§ **What to work on**
Reproduce the whole listing that follows, exactly as it stands.

§ **Data for the task**
++++++++

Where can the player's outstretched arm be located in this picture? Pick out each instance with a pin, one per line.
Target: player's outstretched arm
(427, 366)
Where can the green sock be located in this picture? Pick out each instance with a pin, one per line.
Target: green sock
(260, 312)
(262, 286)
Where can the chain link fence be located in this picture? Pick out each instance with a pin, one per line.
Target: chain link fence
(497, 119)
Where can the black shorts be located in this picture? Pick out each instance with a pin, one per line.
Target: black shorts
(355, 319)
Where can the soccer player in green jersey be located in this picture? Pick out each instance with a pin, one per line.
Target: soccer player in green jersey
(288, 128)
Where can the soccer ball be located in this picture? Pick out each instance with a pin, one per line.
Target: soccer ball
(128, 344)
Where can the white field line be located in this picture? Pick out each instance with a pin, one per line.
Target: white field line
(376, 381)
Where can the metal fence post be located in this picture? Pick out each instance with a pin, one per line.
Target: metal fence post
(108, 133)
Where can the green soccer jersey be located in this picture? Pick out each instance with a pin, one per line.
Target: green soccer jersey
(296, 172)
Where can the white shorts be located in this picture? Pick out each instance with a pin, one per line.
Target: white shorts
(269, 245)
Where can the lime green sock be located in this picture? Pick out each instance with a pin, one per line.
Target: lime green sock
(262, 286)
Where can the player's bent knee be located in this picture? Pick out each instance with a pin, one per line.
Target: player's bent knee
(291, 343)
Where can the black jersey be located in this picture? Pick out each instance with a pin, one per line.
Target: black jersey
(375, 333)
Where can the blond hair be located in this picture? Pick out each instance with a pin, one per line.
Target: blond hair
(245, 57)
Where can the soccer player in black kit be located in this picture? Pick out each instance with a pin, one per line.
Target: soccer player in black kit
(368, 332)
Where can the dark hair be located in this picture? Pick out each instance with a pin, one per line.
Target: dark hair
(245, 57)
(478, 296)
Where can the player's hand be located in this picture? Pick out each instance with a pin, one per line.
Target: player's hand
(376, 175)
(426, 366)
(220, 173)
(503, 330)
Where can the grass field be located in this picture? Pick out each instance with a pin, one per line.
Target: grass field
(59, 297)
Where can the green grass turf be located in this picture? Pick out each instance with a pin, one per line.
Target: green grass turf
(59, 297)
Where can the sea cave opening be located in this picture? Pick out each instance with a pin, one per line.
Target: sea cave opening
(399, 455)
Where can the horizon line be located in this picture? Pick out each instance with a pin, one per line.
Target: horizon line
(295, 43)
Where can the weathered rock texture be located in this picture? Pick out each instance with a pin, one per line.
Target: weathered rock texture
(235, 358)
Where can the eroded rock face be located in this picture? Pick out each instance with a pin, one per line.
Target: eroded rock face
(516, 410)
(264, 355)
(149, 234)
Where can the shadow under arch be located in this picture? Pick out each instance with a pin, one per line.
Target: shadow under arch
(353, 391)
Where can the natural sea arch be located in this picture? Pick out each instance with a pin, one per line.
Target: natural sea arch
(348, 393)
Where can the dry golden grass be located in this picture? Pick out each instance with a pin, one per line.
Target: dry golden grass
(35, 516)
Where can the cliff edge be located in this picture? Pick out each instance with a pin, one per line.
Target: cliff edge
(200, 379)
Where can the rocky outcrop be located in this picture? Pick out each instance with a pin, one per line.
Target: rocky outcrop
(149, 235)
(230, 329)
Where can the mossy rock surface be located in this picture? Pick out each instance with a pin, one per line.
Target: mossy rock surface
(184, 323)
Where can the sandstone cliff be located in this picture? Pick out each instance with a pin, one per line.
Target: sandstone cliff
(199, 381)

++++++++

§ **Written reply**
Where can the player's outstretched arm be located in this picture? Pick out each instance with a pin, one per line.
Target: player's outstretched arm
(427, 366)
Where can the green sock be located in this picture? Pick out each instance with a pin, one per line.
Target: green sock
(260, 312)
(262, 286)
Where can the chain link fence be located in this picture? Pick out each instance with a pin, one per line.
Target: chain link fence
(497, 119)
Where can the black shorts be located in this picture? Pick out each instance with a pin, one per line.
Target: black shorts
(355, 319)
Where can the soccer player in green jersey be located in this picture? Pick out each instance with a pin, one per line.
Target: soccer player in green jersey
(288, 128)
Where can the soccer ball be located in this picture? Pick out each instance with a pin, one per line.
Target: soccer ball
(128, 344)
Where can the white field line be located in this picture? Pick out each instance with a pin, one per line.
Target: white field line
(376, 381)
Where can the metal fence post be located in this picture? Pick out each instance with a pin, one per line.
Target: metal fence post
(108, 133)
Where can the green soccer jersey be located in this picture? Pick out each instance with a pin, one per line.
Target: green soccer jersey
(296, 172)
Where can the white shorts be located in this picture? Pick out each instance with a pin, one per line.
Target: white shorts
(269, 245)
Where can the lime green sock be located in this picture? Pick out each instance with a pin, one per line.
Target: lime green sock
(262, 286)
Where can the player's bent knee be located in this picture? Pick out each instance with a pin, one per line.
Target: player's bent knee
(291, 343)
Where can the black jersey be located in this picture? Pick out each instance with a pin, one per line.
Target: black jersey
(375, 333)
Where can the blond hair be located in this picture? Pick out each instance with a pin, one per line.
Target: blond hair
(245, 57)
Where can the soccer player in black kit be located in this picture? Pick out each instance with a pin, one per line.
Target: soccer player in black kit
(368, 332)
Where can the dark hair be located in this picture? Pick out each instance with a pin, one per line.
Target: dark hair
(245, 57)
(478, 296)
Where can the player's hand be located in this picture? Pick out each instance with a pin, one per line.
Target: player's hand
(376, 175)
(426, 366)
(220, 173)
(503, 330)
Where can the grass field be located in this picture? Pick out each instance with a pin, one per line.
Target: grass field
(59, 297)
Where can the green grass turf be located in this picture? Pick out each instance with a pin, one per line.
Target: green grass turf
(59, 297)
Where can the sea cave opening be located in this picture? Pick out each instance with a pin, one per line.
Target: sea cave opening
(399, 455)
Where can the horizon line be located in this picture? Pick out each instance with a pin, one per line.
Target: horizon line
(295, 43)
Where can the weathered rock texture be located in this picture? Pick out each instance with a pin, one per line.
Target: weathered rock texture
(235, 358)
Where can the eroded rock face be located in this picture? Pick out each instance with a pin, one per line.
Target: eroded rock face
(516, 410)
(264, 355)
(149, 234)
Where can the shadow under arch be located in this picture? Pick out each instance with a pin, one per line.
Target: shadow under arch
(353, 391)
Where can the natural sea arch be located in this picture? Pick out each instance with a pin, one per line.
Target: natural sea arch
(348, 393)
Where can the dry golden grass be located in this picture? Pick out each instance with a pin, one per line.
Target: dry golden grass
(35, 516)
Where can the cliff edge be located in this picture? Pick out each instance with a pin, one per line.
Target: cliff edge
(200, 379)
Where can the rocky outcrop be located in this picture? Pick out each instance with a pin, one per line.
Target: rocky outcrop
(149, 235)
(230, 329)
Where can the mossy rock surface be located in this picture? Pick out each instance with a pin, one per line.
Target: mossy rock surface
(184, 323)
Where can the sandstone cliff be located in this picture? Pick out each instance with a pin, one per line.
Target: sandstone cliff
(199, 381)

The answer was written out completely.